*TASK DETAILS:* Rewrite the material from the line containing "Where in this photo can the long" through the end, keeping the requests and raising every coordinate in the answers by 51.

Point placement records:
--*--

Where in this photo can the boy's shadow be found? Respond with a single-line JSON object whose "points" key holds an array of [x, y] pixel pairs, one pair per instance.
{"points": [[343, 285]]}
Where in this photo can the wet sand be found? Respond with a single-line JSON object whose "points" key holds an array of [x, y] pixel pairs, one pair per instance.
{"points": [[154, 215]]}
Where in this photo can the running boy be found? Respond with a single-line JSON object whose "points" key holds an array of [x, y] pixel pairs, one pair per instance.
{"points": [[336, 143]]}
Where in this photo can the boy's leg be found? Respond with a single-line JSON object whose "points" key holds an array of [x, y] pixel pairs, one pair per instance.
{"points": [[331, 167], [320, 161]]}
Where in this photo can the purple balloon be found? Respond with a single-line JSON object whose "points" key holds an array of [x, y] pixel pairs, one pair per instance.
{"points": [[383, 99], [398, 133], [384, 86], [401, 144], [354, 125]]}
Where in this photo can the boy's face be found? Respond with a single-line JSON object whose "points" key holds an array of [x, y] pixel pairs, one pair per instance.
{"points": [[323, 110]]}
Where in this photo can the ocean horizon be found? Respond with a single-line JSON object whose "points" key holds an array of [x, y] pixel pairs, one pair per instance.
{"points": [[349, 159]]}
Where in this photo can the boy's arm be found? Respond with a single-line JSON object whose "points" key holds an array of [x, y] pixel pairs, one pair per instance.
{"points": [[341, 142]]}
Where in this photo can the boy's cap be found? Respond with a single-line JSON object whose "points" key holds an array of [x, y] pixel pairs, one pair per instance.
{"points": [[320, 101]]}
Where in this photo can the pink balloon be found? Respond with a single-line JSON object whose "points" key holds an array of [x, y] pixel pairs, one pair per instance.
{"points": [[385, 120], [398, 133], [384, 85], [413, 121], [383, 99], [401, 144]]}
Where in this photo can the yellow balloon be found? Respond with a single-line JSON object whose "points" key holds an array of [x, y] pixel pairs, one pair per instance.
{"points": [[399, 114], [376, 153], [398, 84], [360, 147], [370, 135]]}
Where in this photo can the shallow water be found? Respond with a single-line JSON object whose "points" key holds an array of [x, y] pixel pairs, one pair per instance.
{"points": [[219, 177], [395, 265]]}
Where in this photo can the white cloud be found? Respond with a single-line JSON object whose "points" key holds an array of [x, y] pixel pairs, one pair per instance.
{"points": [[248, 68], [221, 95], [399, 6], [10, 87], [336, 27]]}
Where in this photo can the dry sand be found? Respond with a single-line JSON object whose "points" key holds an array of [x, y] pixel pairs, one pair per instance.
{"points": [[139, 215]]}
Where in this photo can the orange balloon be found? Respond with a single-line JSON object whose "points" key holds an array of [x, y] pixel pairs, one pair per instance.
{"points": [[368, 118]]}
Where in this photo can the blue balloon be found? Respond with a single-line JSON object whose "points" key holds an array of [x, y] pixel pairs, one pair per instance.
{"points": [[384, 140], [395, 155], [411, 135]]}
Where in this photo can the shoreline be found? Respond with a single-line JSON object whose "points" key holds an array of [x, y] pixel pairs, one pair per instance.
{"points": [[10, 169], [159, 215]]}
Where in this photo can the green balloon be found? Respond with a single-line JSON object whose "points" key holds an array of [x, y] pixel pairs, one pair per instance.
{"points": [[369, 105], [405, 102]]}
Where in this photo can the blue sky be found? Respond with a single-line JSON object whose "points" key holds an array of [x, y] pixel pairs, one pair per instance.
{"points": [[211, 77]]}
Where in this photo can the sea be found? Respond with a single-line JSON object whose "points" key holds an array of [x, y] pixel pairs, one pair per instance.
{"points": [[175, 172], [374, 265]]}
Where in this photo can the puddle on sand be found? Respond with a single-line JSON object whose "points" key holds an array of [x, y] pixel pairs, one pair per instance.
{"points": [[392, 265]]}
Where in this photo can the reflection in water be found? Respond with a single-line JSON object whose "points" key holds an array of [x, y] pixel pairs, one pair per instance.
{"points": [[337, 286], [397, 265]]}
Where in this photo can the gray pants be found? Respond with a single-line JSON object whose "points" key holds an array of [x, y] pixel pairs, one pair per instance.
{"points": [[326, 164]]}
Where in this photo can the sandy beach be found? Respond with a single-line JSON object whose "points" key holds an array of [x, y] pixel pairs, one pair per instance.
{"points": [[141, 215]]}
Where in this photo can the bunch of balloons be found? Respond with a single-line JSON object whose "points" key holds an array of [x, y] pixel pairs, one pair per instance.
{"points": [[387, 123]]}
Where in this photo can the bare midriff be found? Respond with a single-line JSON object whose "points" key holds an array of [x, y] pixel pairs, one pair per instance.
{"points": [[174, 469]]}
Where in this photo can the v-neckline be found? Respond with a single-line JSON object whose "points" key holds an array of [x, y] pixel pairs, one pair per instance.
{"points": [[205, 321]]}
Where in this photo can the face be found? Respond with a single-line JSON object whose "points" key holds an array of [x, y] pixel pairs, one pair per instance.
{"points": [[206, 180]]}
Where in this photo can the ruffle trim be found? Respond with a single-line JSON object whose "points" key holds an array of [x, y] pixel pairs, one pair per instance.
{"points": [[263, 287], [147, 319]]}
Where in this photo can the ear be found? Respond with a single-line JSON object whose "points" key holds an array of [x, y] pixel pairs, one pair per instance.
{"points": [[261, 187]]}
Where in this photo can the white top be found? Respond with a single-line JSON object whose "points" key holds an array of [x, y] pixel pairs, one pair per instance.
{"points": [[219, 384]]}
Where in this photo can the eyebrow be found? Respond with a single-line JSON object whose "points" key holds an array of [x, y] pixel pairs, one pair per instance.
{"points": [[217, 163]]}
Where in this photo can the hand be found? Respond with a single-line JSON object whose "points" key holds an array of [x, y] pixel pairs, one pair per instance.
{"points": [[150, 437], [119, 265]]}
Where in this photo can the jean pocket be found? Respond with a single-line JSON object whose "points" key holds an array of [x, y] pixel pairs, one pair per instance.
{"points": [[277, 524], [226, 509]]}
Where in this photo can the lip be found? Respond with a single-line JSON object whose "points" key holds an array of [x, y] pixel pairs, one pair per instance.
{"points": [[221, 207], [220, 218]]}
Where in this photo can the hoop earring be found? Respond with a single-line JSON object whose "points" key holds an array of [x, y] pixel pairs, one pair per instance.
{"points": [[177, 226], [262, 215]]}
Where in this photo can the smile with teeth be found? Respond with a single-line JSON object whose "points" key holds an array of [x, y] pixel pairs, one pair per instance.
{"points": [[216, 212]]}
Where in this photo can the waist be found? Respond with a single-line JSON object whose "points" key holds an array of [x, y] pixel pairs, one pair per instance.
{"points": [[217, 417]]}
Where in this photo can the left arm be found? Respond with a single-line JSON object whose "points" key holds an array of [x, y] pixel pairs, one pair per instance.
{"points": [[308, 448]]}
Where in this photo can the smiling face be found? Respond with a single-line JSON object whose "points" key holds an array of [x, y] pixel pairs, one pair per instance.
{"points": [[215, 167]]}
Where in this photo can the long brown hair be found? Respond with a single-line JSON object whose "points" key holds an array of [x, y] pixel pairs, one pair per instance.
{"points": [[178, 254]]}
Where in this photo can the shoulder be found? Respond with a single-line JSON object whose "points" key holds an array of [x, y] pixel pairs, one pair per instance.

--*--

*COMPLETE ANSWER:*
Where in this photo can the long brown hair be found? Respond with a single-line JSON object whose "points" key holds an array of [x, y] pixel pairs, one pair per instance.
{"points": [[229, 305]]}
Where in this photo can the shoulder be found? Respond with a single-line JSON object whose "points" key holds an array of [x, y] pixel pairs, one pair per instance.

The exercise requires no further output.